(PROBLEM TO WORK ON):
Copy out the lines of the records verbatim, from the line with "trace town, every instance" to the line with "160 10 L 155", including both of those lines. Leave the pictures out of your answer.

(Data entries)
***
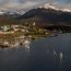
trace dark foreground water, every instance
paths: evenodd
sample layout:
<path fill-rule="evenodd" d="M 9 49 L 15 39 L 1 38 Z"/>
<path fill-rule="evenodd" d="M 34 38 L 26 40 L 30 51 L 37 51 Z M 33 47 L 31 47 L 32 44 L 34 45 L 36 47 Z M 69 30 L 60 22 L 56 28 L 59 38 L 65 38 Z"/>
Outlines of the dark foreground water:
<path fill-rule="evenodd" d="M 29 47 L 0 49 L 0 71 L 71 71 L 71 34 L 34 40 Z"/>

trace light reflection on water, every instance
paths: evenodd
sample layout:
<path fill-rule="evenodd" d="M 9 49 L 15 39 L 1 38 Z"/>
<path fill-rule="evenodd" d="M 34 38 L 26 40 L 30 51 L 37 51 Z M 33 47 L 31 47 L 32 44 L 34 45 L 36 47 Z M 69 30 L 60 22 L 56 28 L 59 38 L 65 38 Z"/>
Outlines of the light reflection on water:
<path fill-rule="evenodd" d="M 71 34 L 0 49 L 0 71 L 71 71 Z"/>

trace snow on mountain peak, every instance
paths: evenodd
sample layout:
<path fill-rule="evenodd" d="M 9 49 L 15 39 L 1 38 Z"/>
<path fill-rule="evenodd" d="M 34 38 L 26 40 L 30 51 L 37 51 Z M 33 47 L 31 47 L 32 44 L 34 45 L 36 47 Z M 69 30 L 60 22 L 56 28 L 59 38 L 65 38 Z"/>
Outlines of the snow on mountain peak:
<path fill-rule="evenodd" d="M 63 12 L 71 12 L 71 10 L 68 8 L 58 8 L 55 4 L 50 4 L 50 3 L 46 3 L 45 5 L 38 7 L 38 8 L 54 9 L 54 10 L 63 11 Z"/>

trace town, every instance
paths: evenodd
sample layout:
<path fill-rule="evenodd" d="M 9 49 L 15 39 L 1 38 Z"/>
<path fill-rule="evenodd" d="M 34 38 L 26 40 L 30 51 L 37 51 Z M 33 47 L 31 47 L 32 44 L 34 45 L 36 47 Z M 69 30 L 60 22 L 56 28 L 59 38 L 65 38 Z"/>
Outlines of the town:
<path fill-rule="evenodd" d="M 28 44 L 32 39 L 43 38 L 50 35 L 50 31 L 36 27 L 35 22 L 27 25 L 1 25 L 0 26 L 0 46 L 2 48 L 17 47 Z"/>

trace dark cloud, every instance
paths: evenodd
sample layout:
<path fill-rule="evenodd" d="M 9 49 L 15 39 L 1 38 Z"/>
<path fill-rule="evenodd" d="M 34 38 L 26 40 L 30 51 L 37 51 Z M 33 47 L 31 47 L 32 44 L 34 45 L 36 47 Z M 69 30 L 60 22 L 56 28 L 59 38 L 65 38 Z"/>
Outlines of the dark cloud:
<path fill-rule="evenodd" d="M 71 0 L 0 0 L 0 10 L 29 10 L 48 2 L 71 8 Z"/>

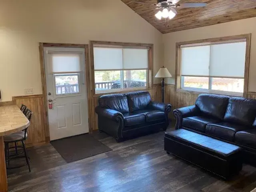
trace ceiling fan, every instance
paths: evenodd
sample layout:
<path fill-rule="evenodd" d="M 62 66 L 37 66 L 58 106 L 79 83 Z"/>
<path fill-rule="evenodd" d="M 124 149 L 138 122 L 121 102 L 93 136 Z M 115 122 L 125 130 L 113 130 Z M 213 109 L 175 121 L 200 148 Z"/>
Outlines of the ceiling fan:
<path fill-rule="evenodd" d="M 160 10 L 155 15 L 156 17 L 159 20 L 162 18 L 165 19 L 169 18 L 172 19 L 178 13 L 175 10 L 176 8 L 190 8 L 195 7 L 203 7 L 207 5 L 206 3 L 178 3 L 180 0 L 157 0 L 157 3 L 149 3 L 148 2 L 143 2 L 138 1 L 131 1 L 129 3 L 137 3 L 152 5 L 155 6 L 150 9 L 143 10 L 142 11 L 136 12 L 137 13 L 140 13 L 150 10 L 162 9 L 162 11 Z"/>

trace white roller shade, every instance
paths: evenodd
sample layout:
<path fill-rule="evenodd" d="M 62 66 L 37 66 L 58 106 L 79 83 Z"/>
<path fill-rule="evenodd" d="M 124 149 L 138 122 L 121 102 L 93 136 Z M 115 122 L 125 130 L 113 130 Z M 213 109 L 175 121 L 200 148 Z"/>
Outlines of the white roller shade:
<path fill-rule="evenodd" d="M 148 66 L 148 51 L 147 49 L 123 49 L 123 69 L 147 69 Z"/>
<path fill-rule="evenodd" d="M 210 46 L 181 48 L 182 76 L 209 76 Z"/>
<path fill-rule="evenodd" d="M 95 70 L 122 69 L 122 48 L 94 47 L 93 52 Z"/>
<path fill-rule="evenodd" d="M 50 53 L 48 62 L 50 73 L 76 72 L 81 71 L 80 56 L 82 54 L 75 53 Z"/>
<path fill-rule="evenodd" d="M 211 46 L 210 75 L 244 78 L 246 42 Z"/>

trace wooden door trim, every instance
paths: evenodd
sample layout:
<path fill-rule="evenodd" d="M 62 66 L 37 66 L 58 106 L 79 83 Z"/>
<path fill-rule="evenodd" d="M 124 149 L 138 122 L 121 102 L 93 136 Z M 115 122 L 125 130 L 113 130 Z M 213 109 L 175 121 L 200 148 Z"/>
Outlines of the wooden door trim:
<path fill-rule="evenodd" d="M 85 54 L 85 60 L 84 62 L 85 65 L 85 75 L 86 75 L 86 80 L 87 85 L 86 88 L 87 94 L 87 101 L 88 105 L 88 126 L 89 126 L 89 132 L 91 133 L 92 131 L 92 117 L 91 117 L 91 94 L 90 86 L 90 61 L 89 60 L 89 46 L 87 44 L 73 44 L 67 43 L 46 43 L 40 42 L 39 46 L 39 56 L 40 58 L 40 68 L 41 69 L 41 80 L 42 83 L 42 88 L 43 97 L 43 103 L 44 108 L 44 126 L 45 132 L 46 142 L 50 142 L 50 129 L 49 126 L 49 120 L 48 116 L 48 106 L 47 102 L 47 92 L 46 89 L 46 78 L 45 76 L 45 68 L 44 67 L 44 47 L 67 47 L 67 48 L 80 48 L 84 49 Z"/>

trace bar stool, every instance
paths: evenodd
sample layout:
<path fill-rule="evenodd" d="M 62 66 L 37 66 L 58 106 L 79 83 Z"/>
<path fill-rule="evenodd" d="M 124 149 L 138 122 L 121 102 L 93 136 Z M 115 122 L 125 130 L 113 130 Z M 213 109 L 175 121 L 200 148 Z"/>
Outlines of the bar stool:
<path fill-rule="evenodd" d="M 30 122 L 31 120 L 31 117 L 33 113 L 28 108 L 26 108 L 25 115 L 27 117 Z M 6 169 L 11 169 L 16 168 L 19 168 L 25 165 L 27 165 L 28 167 L 28 170 L 30 172 L 31 172 L 30 167 L 29 164 L 29 161 L 30 160 L 30 158 L 28 156 L 28 154 L 27 152 L 27 150 L 25 145 L 25 140 L 28 137 L 28 133 L 27 131 L 28 127 L 24 129 L 22 131 L 19 131 L 18 132 L 10 134 L 10 135 L 6 135 L 4 136 L 4 142 L 5 144 L 4 148 L 4 152 L 5 154 L 5 161 L 6 164 Z M 22 144 L 22 146 L 18 146 L 15 144 L 14 147 L 9 147 L 9 144 L 11 143 L 16 143 L 17 142 L 21 142 Z M 14 154 L 10 155 L 10 149 L 15 148 L 15 154 Z M 18 153 L 17 148 L 22 148 L 23 151 L 19 153 Z M 24 153 L 24 156 L 20 156 L 20 154 Z M 10 167 L 10 160 L 13 159 L 16 159 L 18 158 L 26 158 L 26 164 L 22 164 L 19 165 L 14 167 Z"/>
<path fill-rule="evenodd" d="M 20 107 L 20 110 L 23 113 L 23 114 L 25 114 L 25 113 L 26 113 L 26 110 L 27 109 L 27 106 L 22 104 L 21 107 Z"/>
***
(EXERCISE SOLUTION):
trace town, every instance
paths: evenodd
sample layout:
<path fill-rule="evenodd" d="M 9 49 L 15 39 L 1 38 Z"/>
<path fill-rule="evenodd" d="M 34 38 L 26 40 L 30 51 L 37 51 Z M 33 47 L 31 47 L 32 44 L 34 45 L 36 47 Z M 69 30 L 60 22 L 56 28 L 59 38 L 65 38 Z"/>
Outlines of the town:
<path fill-rule="evenodd" d="M 28 44 L 32 39 L 43 38 L 50 35 L 50 31 L 36 27 L 35 22 L 27 25 L 1 25 L 0 26 L 0 46 L 2 48 L 17 47 Z"/>

trace dark cloud, every instance
paths: evenodd
sample layout:
<path fill-rule="evenodd" d="M 9 49 L 15 39 L 1 38 Z"/>
<path fill-rule="evenodd" d="M 34 38 L 26 40 L 30 51 L 37 51 Z M 33 47 L 31 47 L 32 44 L 34 45 L 36 47 Z M 69 30 L 60 22 L 56 28 L 59 38 L 65 38 Z"/>
Outlines of the dark cloud:
<path fill-rule="evenodd" d="M 71 0 L 0 0 L 0 10 L 29 10 L 48 2 L 71 8 Z"/>

trace ceiling fan, every instance
paths: evenodd
sample layout:
<path fill-rule="evenodd" d="M 62 66 L 37 66 L 58 106 L 79 83 Z"/>
<path fill-rule="evenodd" d="M 124 149 L 138 122 L 121 102 L 93 136 Z M 115 122 L 125 130 L 113 130 Z M 213 109 L 175 121 L 200 148 Z"/>
Outlines of the ceiling fan:
<path fill-rule="evenodd" d="M 160 10 L 155 15 L 156 17 L 159 20 L 162 18 L 165 19 L 169 18 L 172 19 L 178 13 L 175 10 L 176 8 L 190 8 L 195 7 L 203 7 L 207 5 L 206 3 L 178 3 L 180 0 L 157 0 L 157 3 L 149 3 L 148 2 L 143 2 L 138 1 L 131 1 L 129 3 L 137 3 L 152 5 L 155 6 L 150 9 L 143 10 L 142 11 L 136 12 L 137 13 L 140 13 L 150 10 L 162 9 L 162 11 Z"/>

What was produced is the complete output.